# Exercise description
Beginning at the line containing "point(382, 156)" and continuing to the end of the records below, give each line again exactly as it stands, and only those lines.

(Items from a dataset)
——————

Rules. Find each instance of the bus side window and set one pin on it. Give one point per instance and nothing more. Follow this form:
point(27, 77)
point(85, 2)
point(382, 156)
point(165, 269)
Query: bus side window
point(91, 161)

——————

# Task response
point(382, 156)
point(165, 269)
Query: bus side window
point(91, 161)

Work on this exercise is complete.